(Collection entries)
= = =

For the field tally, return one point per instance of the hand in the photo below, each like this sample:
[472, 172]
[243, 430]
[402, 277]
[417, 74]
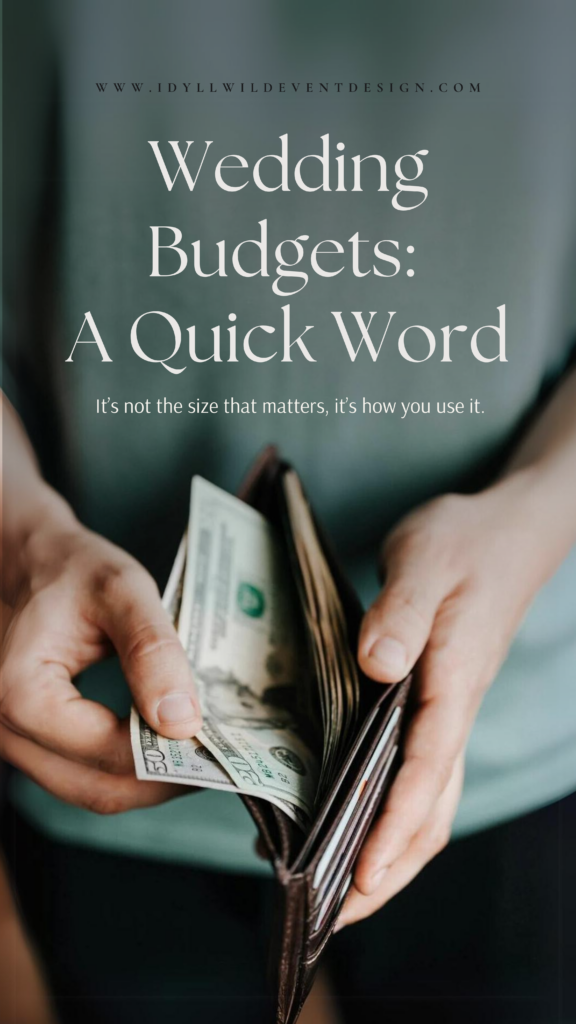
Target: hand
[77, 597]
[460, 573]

= = =

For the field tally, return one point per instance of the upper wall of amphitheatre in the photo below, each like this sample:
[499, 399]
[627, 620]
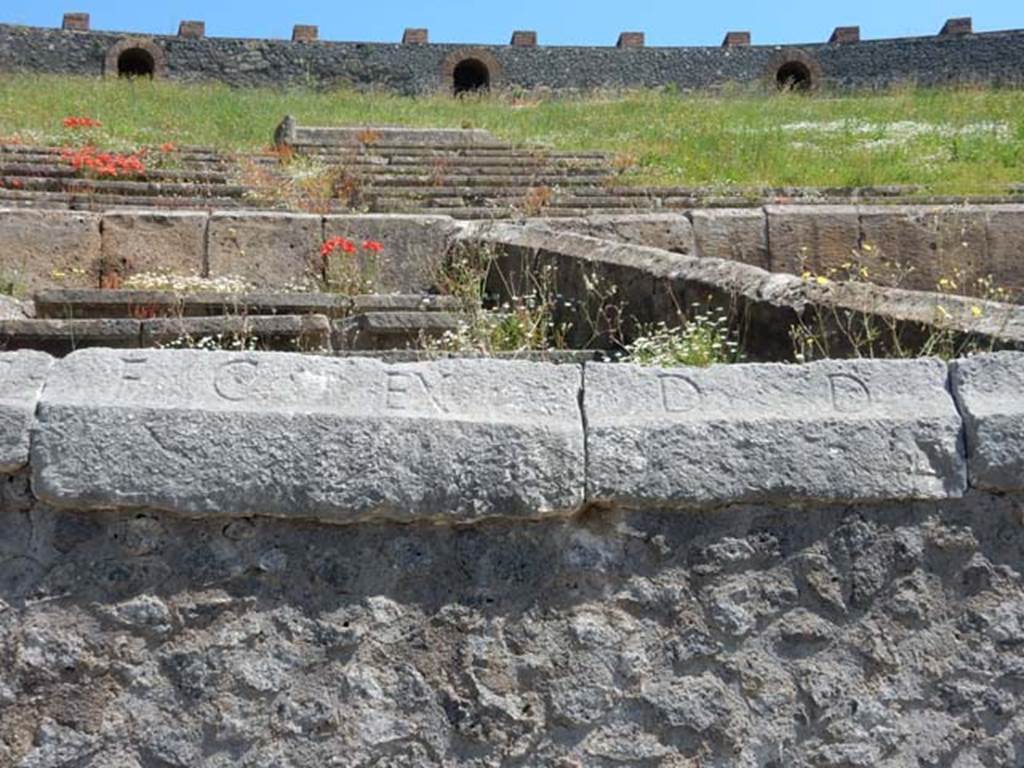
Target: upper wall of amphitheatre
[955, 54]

= = =

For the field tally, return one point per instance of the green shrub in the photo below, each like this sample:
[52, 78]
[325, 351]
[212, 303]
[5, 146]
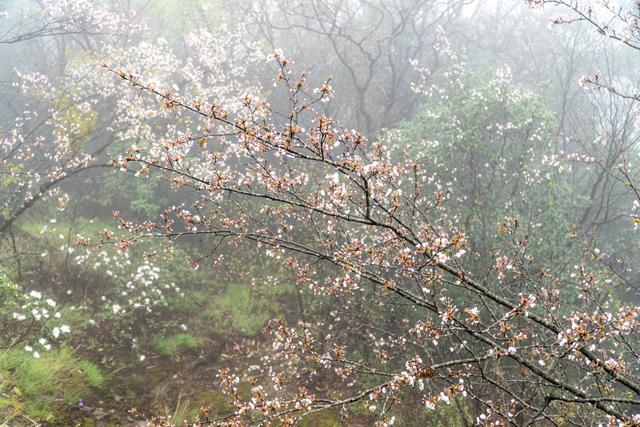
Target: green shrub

= = =

- WHAT TO DO -
Gather every line in the records above that contains the word "tally" and copy each one out in full.

- RESULT OF THIS EXERCISE -
For the field tally, return one point per instance of the hand in the photo below, each like this sample:
For the field tally, return one point per instance of the upper wall of amphitheatre in the photo below, each like this sample:
For the field tally, return one point per instance of the green shrub in the photo below, each like this sample:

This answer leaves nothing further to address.